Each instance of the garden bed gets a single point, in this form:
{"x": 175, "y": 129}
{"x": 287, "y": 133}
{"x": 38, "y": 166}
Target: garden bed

» **What to produce**
Your task is to quote all of the data word for word.

» **Written response**
Each instance of the garden bed gets a single point, in this form:
{"x": 175, "y": 129}
{"x": 287, "y": 133}
{"x": 38, "y": 166}
Target: garden bed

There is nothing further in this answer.